◆ Arbeitsanweisungen ◆
1. Kürze im Text über das Handelsabkommen CETA den Absatz, der mit „CETA war im vergangenen Jahr“ beginnt, und behalte dabei seine wichtigsten Fakten bei.
2. Setze den Text über das Handelsabkommen CETA nach seinem letzten Satz fort.

◆ Vorliegender Text ◆
——————————
Weniger Zölle, mehr Warenaustausch, mehr Wohlstand? Der umstrittene europäisch-kanadische Handelspakt CETA wird von Donnerstag (21. September) an europaweit in wesentlichen Teilen vorläufig angewendet. Aber die im Kampf um CETA aufgeworfenen Grundsatzfragen sind noch längst nicht beantwortet.

CETA war im vergangenen Jahr nach mehrjährigen Verhandlungen zwischen der EU und Kanada unterzeichnet worden. Mit dem Handelspakt werden Zölle und andere Handelsschranken abgebaut. "Davon (geht) ein positives Signal für die Weltwirtschaft und wohl auch ein Wachstums- und Beschäftigungsschub aus", erklärte EU-Handelskommissarin Cecilia Malmström am Mittwoch. Ihr Kommissionskollege Valdis Dombrovskis sprach von einem Meilenstein.

Was heute in Kraft tritt

ZÖLLE: Beide Seiten verpflichten sich, Zölle auf Einfuhren erheblich zu senken oder ganz zu beseitigen.

EINFUHR-/AUSFUHRBESCHRÄNKUNGEN: Der freie Import und Export von Waren darf nicht verboten oder eingeschränkt werden. Ausnahmen sind lediglich für Waren vorgesehen, deren Handel bereits beschränkt ist. In der EU gilt dies etwa für Folterwerkzeuge.
——————————
◆ Extrahierte Datensätze ◆
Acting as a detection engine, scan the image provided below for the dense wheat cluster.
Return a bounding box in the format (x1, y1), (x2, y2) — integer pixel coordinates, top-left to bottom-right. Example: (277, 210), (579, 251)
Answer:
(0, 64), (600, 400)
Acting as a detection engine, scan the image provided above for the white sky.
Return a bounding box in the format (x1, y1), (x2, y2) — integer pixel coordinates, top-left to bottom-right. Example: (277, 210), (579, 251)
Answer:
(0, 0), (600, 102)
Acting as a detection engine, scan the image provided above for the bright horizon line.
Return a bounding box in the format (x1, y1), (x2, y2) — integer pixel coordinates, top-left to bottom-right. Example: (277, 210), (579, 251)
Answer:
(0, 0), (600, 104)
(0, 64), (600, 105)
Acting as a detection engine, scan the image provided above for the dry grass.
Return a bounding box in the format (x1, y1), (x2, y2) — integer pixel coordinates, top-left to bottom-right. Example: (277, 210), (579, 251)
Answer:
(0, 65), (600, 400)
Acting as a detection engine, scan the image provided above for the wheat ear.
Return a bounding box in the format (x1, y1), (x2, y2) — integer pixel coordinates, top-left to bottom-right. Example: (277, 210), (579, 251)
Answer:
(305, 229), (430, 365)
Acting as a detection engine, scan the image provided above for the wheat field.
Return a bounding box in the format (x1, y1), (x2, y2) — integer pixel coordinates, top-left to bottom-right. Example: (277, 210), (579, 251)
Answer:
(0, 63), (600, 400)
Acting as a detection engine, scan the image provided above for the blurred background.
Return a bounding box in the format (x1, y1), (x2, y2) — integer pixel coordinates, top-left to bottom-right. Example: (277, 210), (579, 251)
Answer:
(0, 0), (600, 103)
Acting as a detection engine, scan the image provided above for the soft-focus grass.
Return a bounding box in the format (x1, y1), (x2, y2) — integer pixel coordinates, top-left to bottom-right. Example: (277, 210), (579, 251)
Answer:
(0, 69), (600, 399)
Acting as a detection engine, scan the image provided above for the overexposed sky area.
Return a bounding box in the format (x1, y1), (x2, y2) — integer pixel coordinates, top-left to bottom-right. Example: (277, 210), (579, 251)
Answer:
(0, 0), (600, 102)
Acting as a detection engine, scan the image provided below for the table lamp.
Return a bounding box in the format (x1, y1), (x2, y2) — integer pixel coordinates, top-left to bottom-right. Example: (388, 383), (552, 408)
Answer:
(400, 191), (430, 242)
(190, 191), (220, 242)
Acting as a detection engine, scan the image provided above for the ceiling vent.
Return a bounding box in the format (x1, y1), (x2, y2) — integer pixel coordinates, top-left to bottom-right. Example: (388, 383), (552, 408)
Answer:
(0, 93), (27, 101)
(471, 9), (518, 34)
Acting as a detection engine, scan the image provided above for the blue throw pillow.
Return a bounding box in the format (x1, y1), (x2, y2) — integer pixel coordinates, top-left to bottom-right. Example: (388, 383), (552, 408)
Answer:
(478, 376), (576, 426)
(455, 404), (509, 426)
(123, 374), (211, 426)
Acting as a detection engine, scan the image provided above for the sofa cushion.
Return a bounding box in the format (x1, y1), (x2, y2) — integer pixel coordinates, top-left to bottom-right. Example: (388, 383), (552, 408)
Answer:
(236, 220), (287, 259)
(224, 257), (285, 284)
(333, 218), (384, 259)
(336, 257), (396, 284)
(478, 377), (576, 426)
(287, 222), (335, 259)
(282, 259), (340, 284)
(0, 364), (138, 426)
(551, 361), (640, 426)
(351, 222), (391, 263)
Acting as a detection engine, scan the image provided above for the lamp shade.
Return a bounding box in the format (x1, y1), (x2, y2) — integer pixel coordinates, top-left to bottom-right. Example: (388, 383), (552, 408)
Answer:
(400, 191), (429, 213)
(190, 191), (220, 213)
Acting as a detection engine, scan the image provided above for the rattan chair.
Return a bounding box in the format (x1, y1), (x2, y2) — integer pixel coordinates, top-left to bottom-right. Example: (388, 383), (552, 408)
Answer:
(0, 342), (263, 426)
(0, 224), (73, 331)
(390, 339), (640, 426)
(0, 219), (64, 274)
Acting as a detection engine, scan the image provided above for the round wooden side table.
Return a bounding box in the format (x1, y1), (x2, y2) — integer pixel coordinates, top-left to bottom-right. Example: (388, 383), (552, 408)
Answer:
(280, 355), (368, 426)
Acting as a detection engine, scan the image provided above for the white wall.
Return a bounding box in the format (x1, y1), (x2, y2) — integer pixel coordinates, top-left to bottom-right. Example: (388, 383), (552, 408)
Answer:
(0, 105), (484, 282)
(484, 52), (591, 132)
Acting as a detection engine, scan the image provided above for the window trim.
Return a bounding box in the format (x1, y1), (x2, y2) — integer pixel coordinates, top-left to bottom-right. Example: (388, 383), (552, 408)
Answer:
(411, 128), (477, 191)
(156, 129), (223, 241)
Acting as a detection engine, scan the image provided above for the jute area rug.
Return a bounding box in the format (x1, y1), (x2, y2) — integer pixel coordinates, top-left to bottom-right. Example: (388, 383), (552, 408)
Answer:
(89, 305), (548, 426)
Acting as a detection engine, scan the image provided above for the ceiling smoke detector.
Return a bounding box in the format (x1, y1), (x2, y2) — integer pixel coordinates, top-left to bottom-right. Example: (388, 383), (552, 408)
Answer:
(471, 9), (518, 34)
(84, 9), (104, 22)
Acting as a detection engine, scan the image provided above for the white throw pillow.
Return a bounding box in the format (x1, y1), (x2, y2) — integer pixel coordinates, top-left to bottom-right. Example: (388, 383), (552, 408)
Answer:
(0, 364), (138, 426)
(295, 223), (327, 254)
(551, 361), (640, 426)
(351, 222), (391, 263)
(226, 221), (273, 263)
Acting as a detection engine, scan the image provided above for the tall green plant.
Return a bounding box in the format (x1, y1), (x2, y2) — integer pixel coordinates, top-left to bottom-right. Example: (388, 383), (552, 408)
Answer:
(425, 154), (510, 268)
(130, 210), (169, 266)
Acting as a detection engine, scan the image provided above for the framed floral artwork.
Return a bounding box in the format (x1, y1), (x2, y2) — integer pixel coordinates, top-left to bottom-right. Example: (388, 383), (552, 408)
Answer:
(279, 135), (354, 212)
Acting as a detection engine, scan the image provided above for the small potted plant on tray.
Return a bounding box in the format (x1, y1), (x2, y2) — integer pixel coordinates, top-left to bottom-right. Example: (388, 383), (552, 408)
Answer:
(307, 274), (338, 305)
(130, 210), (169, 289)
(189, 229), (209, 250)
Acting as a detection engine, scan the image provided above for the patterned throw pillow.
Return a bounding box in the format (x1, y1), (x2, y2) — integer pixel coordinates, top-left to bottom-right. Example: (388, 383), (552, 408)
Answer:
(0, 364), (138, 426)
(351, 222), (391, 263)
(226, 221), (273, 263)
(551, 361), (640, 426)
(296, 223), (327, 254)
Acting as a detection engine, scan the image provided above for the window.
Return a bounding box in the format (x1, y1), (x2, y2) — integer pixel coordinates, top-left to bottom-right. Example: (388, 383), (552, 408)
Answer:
——————————
◆ Lösungen ◆
1. CETA wurde im vergangenen Jahr nach mehrjährigen Verhandlungen zwischen der EU und Kanada unterzeichnet und baut Zölle und andere Handelsschranken ab. EU-Handelskommissarin Cecilia Malmström erwartete am Mittwoch ein positives Signal für die Weltwirtschaft und wohl auch mehr Wachstum und Beschäftigung. Kommissionskollege Valdis Dombrovskis sprach von einem Meilenstein.

2.
INVESTITIONSSCHUTZ: Regelungen zum Investitionsschutz im Rahmen von CETA können erst in Kraft treten, wenn sämtliche EU-Staaten das Abkommen ratifiziert haben. Dabei geht es etwa um die Frage, an wen sich europäische Investoren wenden können, wenn sie den Eindruck haben, in Kanada ungerecht behandelt zu werden. Die EU-Kommission plädiert hier zudem für die Schaffung eines internationalen Schiedsgerichts - das ist aber noch Zukunftsmusik.

Kritiker wurden nicht besänftigt

Kritiker hingegen warnen vor einem Abbau europäischer Standards, Nachteilen für die hiesige Wirtschaft und undurchsichtigen Regeln für den Investorenschutz. Beinahe wäre der Pakt voriges Jahr noch in der Schlussphase der Verhandlungen gescheitert. Die politische Führung der belgischen Region Wallonie hatte die notwendige Zustimmung zur Unterzeichnung des Abkommens verweigert.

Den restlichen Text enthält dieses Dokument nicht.